===== TEXT SECTION

The descriptions herein of the various agreements and other documents referred to above are qualified in their entirety by reference to the full text of such agreements and documents, which are incorporated herein by reference.

Except as otherwise contemplated herein, the Reporting Persons currently have no plans or proposals which relate to or would result in any of the actions enumerated in paragraphs (a) through (j) of Item 4 of the form of Schedule 13D promulgated under the Act. However, each of the Reporting Persons reserves the right to change its plans at any time, as it deems appropriate, in light of its ongoing evaluation of (a) its business and liquidity objectives, (b) the Company’s financial condition, business, operations, competitive position, prospects and/or share price, (c) industry, economic and/or securities markets conditions, (d) alternative investment opportunities, and (e) other relevant factors. Without limiting the generality of the preceding sentence, each of the Reporting Persons reserves the right (in each case, subject to any applicable restrictions under law or contract) to at any time or from time to time (i) purchase or otherwise acquire additional shares of Common Stock or other securities of the Company, or instruments convertible into or exercisable for any such securities (collectively, “Company Securities”), in the open market, in privately negotiated transactions or otherwise, (ii) sell, transfer or otherwise dispose of Company Securities in public or private transactions, (iii) cause Company Securities to be distributed in kind to its investors, (iv) acquire or write options contracts, or enter into derivatives or hedging transactions, relating to Company Securities, and/or (v) encourage (including, without limitation, through their designees on the Company’s board of directors and/or communications with directors, management, and existing or prospective security holders, investors or lenders, of the Company, existing or potential strategic partners, industry analysts and other investment and financing professionals) the Company to consider or explore (A) sales or acquisitions of assets or businesses, or extraordinary corporate transactions, such as a merger (including transactions in which affiliates of the Reporting Persons may be proposed as acquirers or as a source of financing), (B) changes to the Company’s capitalization or dividend policy, or (C) other changes to the Company’s business or structure.

Item 5.

Interest in Securities of the Issuer.

==========
===== DATA EXTRACT

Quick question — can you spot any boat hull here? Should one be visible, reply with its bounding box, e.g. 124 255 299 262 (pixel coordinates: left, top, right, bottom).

==========

→ PROBLEM 1: From the Schedule 13D excerpt, extract the passage that begins at the words "The descriptions herein" and stops after the words "herein by reference.".
→ PROBLEM 2: Name every factor that the Schedule 13D excerpt lists in the Reporting Persons' ongoing evaluation, in light of which each may change its plans.

→ RESULT 1:
The descriptions herein of the various agreements and other documents referred to above are qualified in their entirety by reference to the full text of such agreements and documents, which are incorporated herein by reference.

→ RESULT 2:
- its business and liquidity objectives
- the Company’s financial condition, business, operations, competitive position, prospects and/or share price
- industry, economic and/or securities markets conditions
- alternative investment opportunities
- other relevant factors